▶ [Set of tasks]
a. In the article on the Uganda–Egypt malaria pact, who represented the Egyptian government at the signing?
b. Swap "health sector" for "agriculture sector" in the malaria pact article's passage from "The ambassador of Egypt to Uganda, Tarek" to "sector in Uganda.", and give that passage.
c. Summarize the article on the Uganda–Egypt malaria pact in two sentences.

▶ [Page excerpt]
+ + + +

Uganda and Egypt in malaria prevention pact

APA-Kampala (Uganda)

The governments of Uganda and Egypt have signed a Memorandum of Understanding (MOU) to facilitate the use of Larviciding as a means of controlling malaria in the East African country.

With Larviciding a larvicide is used as an insecticide targeted against the larval stage of an insect and is mostly used against mosquitoes.

This is to be implemented under the Larval Source Management (LSM) a programme which will run in the northern and western regions of Uganda this year and in 2020 to protect over 15 million Ugandans.

The Larval Source Management program will later be rolled out across Uganda in a phased manner.

Uganda’s Health minister Dr. Jane Ruth Aceng signed the pact while the ambassador of Egypt to Kampala, Tarek Sallam represented the Egyptian government at the signing on Thursday.

According to Minister Aceng the intervention is expected to protect and reduce the malaria burden among vulnerable groups especially school-going children.

“Malaria is the leading, most widespread and serious communicable disease in Uganda. It is a major public health problem, and is endemic in approximately 95percent of the country; the remaining 5 percent is prone to malaria epidemics mainly highland areas of South-western Uganda, the Rwenzori, and Elgon mountain ranges,” the minister said.

The ambassador of Egypt to Uganda, Tarek Sallam on the other hand confirmed the willingness of the government of Egypt to have more opportunities for cooperation in the health sector in Uganda.

According to the MOU the government of Egypt will set up a production unit for larvicides in Uganda.

+ + + +

▶ [Entries shown]
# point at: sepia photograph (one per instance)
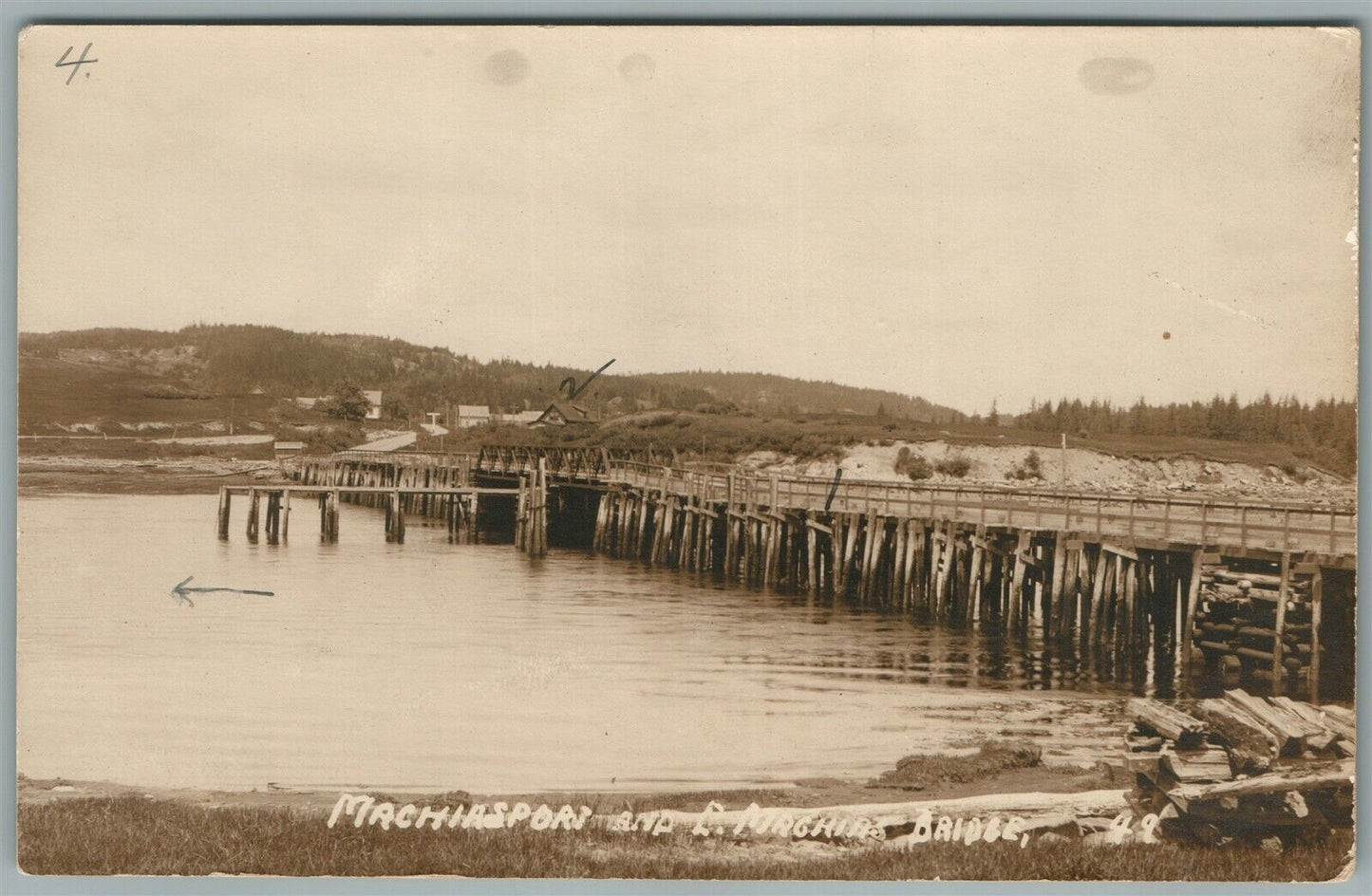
(697, 452)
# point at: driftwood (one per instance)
(1193, 766)
(1301, 778)
(1168, 722)
(1290, 729)
(1305, 711)
(893, 813)
(1241, 717)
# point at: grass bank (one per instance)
(133, 834)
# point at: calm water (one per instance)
(453, 665)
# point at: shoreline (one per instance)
(49, 475)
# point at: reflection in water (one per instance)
(431, 664)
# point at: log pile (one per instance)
(1242, 767)
(1243, 625)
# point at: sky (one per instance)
(968, 215)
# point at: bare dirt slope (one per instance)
(1085, 470)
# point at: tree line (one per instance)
(1325, 430)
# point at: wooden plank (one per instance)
(1316, 619)
(1168, 722)
(1196, 766)
(1122, 551)
(1301, 778)
(1290, 730)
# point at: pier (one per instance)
(1243, 588)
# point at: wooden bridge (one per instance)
(1129, 572)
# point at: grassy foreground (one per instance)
(139, 836)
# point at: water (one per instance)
(443, 665)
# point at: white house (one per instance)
(373, 400)
(472, 416)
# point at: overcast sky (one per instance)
(962, 215)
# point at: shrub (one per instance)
(1030, 468)
(902, 458)
(918, 468)
(955, 467)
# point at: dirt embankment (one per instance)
(103, 475)
(1085, 470)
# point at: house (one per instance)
(520, 419)
(373, 400)
(564, 415)
(471, 416)
(287, 449)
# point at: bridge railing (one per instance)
(563, 461)
(407, 458)
(1269, 526)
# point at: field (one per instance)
(139, 836)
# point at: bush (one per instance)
(902, 458)
(918, 468)
(1030, 468)
(955, 467)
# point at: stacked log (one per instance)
(1243, 625)
(1203, 785)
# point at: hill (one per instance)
(85, 376)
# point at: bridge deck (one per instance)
(1261, 526)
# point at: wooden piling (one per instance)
(225, 499)
(253, 514)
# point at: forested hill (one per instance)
(237, 359)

+ + + +

▶ [Written responses]
a. Tarek Sallam, the ambassador of Egypt to Kampala.

b.
The ambassador of Egypt to Uganda, Tarek Sallam on the other hand confirmed the willingness of the government of Egypt to have more opportunities for cooperation in the agriculture sector in Uganda.

c. Uganda and Egypt have signed a Memorandum of Understanding to use larviciding against malaria under the Larval Source Management programme. The programme will run in northern and western Uganda this year and in 2020 to protect over 15 million Ugandans, and under the agreement Egypt will set up a larvicide production unit in Uganda.